Supplied records -
········
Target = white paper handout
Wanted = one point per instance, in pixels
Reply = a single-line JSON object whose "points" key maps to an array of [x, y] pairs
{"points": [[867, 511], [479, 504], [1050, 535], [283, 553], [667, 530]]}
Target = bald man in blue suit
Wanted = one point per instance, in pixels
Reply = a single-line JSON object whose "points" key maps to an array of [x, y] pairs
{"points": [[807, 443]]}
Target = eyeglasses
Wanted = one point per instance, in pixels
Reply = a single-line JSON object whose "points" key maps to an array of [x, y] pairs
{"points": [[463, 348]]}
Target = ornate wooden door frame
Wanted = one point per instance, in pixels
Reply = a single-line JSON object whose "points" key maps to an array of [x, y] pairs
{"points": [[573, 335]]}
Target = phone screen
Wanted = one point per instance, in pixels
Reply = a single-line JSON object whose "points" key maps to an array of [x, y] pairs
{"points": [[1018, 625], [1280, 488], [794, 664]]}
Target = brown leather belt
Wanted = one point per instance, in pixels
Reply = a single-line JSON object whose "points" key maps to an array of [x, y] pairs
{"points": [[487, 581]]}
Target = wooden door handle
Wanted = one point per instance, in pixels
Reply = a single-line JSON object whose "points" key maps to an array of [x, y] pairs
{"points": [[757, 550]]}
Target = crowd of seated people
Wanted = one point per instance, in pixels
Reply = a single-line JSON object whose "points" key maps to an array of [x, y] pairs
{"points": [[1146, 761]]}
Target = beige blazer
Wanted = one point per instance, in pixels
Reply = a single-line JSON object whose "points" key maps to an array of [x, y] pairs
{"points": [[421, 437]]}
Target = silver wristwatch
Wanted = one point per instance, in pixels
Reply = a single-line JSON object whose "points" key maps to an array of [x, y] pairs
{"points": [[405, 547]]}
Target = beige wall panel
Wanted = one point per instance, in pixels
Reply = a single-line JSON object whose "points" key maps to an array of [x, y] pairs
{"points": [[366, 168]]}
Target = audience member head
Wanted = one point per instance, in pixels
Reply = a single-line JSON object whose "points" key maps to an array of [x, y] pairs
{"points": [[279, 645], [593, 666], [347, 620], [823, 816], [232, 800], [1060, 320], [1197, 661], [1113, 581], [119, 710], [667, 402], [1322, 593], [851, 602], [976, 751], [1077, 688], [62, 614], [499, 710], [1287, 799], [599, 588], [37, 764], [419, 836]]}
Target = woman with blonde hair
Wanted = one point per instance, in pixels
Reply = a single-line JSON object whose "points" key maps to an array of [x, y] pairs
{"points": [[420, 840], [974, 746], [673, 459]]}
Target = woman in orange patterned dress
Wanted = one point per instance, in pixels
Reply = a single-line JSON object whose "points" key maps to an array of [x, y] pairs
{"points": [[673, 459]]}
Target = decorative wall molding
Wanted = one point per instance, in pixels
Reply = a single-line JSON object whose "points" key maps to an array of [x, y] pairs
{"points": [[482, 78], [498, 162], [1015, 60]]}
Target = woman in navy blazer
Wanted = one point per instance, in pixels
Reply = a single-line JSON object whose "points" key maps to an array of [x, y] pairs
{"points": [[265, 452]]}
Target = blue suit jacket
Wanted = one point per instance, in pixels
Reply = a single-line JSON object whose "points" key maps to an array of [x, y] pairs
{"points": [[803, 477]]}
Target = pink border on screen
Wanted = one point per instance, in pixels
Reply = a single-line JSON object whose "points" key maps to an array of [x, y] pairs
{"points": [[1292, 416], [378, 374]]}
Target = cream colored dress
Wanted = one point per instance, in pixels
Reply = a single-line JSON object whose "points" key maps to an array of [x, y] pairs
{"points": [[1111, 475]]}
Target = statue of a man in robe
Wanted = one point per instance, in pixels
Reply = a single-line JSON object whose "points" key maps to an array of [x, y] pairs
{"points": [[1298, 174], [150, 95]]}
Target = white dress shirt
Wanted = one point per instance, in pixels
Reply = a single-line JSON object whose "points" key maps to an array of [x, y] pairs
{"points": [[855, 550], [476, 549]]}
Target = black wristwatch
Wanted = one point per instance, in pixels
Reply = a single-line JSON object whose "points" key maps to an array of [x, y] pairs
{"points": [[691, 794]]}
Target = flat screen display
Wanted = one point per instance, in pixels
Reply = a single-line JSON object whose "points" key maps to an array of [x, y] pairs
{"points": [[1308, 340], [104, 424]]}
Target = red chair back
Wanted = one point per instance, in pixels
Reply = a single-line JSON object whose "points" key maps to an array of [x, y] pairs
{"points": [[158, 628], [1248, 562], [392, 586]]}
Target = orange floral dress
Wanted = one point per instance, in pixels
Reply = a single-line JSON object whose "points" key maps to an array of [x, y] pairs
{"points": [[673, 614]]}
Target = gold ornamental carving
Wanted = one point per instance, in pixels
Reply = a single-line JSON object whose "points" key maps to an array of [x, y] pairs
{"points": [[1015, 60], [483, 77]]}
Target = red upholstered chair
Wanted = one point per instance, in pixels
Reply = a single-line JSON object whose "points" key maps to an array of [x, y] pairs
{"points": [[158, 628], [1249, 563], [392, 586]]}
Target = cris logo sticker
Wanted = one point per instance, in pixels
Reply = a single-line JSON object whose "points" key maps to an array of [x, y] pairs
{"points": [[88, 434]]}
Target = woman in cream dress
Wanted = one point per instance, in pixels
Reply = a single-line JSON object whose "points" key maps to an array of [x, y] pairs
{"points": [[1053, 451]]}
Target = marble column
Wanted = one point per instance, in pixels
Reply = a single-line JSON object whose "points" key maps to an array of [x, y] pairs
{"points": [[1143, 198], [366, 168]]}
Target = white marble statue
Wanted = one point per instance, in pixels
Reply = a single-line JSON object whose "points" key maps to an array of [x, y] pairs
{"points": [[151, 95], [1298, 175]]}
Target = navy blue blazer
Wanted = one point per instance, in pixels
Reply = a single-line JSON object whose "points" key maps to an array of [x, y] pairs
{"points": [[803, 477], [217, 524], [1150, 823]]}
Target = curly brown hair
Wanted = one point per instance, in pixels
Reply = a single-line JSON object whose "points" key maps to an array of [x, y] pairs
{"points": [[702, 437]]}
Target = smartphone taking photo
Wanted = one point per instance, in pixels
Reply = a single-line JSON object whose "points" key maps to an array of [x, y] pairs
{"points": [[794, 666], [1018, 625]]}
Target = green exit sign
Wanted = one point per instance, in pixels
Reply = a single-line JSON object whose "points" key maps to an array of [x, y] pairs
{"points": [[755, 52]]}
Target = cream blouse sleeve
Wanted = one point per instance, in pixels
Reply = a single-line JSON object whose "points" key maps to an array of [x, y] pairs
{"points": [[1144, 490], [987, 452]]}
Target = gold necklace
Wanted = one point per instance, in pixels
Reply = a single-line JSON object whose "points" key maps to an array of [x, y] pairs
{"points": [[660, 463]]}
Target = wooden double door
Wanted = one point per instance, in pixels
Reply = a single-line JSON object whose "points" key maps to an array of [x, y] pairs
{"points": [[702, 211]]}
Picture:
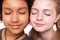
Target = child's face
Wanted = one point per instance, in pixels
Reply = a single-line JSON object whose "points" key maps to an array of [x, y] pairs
{"points": [[43, 15], [15, 15]]}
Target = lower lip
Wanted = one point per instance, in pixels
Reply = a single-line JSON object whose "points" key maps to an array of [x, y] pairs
{"points": [[39, 25], [15, 27]]}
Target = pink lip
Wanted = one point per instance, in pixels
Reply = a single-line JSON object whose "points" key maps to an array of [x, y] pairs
{"points": [[15, 26], [39, 24]]}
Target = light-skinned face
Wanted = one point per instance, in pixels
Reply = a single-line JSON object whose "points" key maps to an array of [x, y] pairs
{"points": [[15, 15], [43, 15]]}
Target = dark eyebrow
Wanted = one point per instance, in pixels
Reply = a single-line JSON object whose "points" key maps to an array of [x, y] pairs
{"points": [[35, 9], [22, 8], [7, 8]]}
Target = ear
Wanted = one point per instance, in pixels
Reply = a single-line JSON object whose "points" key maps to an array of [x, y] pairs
{"points": [[58, 16]]}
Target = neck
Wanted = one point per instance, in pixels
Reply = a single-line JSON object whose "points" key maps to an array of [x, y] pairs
{"points": [[47, 35]]}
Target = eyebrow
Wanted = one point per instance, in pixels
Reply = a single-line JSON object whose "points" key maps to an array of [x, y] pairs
{"points": [[35, 9], [47, 10], [22, 8], [18, 9]]}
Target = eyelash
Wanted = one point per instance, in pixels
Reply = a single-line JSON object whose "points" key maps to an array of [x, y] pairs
{"points": [[47, 14]]}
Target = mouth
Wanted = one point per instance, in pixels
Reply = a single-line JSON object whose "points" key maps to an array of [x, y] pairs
{"points": [[39, 24], [15, 26]]}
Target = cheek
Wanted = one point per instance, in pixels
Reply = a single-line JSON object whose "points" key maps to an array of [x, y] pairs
{"points": [[6, 18], [24, 18], [49, 20]]}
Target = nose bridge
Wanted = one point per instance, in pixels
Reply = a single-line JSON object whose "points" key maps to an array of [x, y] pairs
{"points": [[40, 15], [14, 17]]}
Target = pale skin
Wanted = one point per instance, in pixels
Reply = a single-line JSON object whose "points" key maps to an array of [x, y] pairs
{"points": [[42, 18], [15, 17]]}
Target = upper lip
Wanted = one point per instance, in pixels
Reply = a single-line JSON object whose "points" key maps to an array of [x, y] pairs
{"points": [[15, 25]]}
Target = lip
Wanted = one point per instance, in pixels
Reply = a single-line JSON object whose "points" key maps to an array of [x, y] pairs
{"points": [[15, 26], [39, 24]]}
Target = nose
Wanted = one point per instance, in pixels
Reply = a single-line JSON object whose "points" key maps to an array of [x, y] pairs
{"points": [[15, 18], [39, 17]]}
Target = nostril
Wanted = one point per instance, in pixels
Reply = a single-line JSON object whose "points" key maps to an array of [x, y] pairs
{"points": [[39, 18]]}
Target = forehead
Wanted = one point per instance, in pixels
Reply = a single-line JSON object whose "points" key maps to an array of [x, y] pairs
{"points": [[44, 4], [14, 3]]}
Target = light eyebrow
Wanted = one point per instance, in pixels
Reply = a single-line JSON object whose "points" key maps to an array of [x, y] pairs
{"points": [[35, 9], [23, 8]]}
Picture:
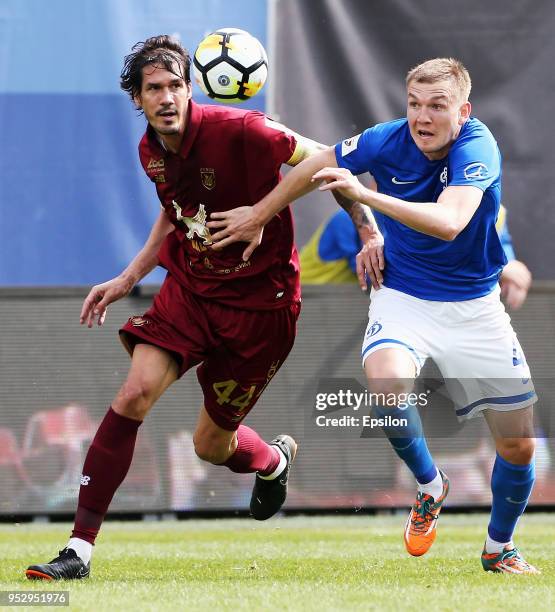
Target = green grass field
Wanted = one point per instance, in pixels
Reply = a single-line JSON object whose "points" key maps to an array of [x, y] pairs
{"points": [[300, 563]]}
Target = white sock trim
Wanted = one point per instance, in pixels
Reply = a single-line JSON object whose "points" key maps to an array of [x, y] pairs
{"points": [[493, 546], [434, 487], [281, 466], [82, 548]]}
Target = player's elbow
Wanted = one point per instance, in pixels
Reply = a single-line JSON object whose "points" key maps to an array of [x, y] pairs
{"points": [[450, 230], [449, 233]]}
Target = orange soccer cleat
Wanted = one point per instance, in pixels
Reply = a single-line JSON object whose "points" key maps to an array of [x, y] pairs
{"points": [[420, 530]]}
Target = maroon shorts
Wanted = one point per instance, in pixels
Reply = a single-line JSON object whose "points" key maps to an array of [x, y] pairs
{"points": [[239, 350]]}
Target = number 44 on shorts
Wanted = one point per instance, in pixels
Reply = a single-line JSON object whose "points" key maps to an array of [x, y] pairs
{"points": [[224, 390]]}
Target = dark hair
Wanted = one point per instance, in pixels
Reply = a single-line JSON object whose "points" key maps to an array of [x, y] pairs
{"points": [[163, 50]]}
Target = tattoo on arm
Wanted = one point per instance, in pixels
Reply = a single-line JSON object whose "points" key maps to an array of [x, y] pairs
{"points": [[360, 214]]}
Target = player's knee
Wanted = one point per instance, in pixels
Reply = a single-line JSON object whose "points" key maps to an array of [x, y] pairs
{"points": [[388, 388], [134, 399], [519, 451], [211, 449]]}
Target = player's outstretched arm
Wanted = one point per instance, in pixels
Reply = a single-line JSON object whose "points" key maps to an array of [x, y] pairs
{"points": [[100, 296], [443, 219], [246, 223]]}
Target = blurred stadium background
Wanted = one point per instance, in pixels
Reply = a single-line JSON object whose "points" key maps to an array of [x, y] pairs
{"points": [[76, 207]]}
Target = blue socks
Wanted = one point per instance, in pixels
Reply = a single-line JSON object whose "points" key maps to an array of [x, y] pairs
{"points": [[408, 440], [511, 486]]}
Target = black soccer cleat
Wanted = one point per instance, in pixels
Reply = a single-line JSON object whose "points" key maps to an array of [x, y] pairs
{"points": [[268, 496], [67, 566]]}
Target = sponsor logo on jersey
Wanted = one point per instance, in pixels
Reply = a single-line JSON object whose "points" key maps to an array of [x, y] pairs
{"points": [[349, 145], [374, 329], [208, 178], [475, 171], [396, 181], [195, 225]]}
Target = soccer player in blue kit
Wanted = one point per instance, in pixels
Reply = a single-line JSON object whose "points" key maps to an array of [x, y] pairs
{"points": [[438, 173]]}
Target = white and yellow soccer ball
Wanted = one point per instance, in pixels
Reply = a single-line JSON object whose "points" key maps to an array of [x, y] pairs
{"points": [[230, 65]]}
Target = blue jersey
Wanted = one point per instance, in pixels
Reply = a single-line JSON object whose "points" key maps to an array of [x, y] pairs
{"points": [[423, 266]]}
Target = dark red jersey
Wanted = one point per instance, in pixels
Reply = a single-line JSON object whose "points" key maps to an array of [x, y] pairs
{"points": [[228, 158]]}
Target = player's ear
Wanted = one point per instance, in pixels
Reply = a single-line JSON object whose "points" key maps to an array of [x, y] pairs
{"points": [[464, 112]]}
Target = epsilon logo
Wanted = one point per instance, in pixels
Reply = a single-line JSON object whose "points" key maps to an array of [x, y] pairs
{"points": [[475, 171]]}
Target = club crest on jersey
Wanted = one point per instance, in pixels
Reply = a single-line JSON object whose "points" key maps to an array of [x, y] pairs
{"points": [[138, 321], [208, 178], [443, 177], [195, 225], [155, 165]]}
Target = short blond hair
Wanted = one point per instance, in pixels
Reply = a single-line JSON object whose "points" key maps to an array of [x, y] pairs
{"points": [[443, 69]]}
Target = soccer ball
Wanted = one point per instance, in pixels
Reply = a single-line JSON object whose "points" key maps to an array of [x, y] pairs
{"points": [[230, 65]]}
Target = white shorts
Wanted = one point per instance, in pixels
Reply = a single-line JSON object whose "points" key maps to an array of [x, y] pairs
{"points": [[472, 343]]}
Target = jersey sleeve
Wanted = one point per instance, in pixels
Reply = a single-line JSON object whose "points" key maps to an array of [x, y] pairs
{"points": [[358, 153], [267, 146], [475, 160]]}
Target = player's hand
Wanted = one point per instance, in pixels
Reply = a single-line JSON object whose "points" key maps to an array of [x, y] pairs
{"points": [[236, 225], [342, 180], [515, 282], [370, 261], [100, 296]]}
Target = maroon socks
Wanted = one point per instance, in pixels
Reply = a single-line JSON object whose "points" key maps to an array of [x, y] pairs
{"points": [[106, 465], [252, 454]]}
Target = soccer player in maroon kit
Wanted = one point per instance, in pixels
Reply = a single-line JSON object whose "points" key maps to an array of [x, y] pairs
{"points": [[237, 319]]}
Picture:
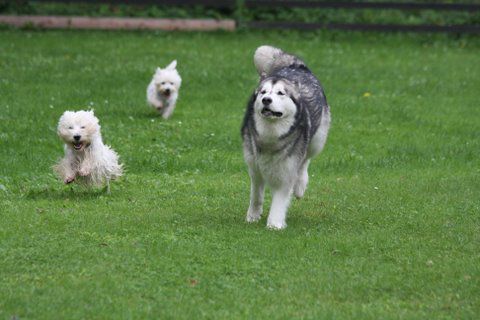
········
Your objective - List every line of the material that contains the word "cleat", treating uppercase and lowercase as different.

Correct answer -
Target = orange soccer cleat
Target = black soccer cleat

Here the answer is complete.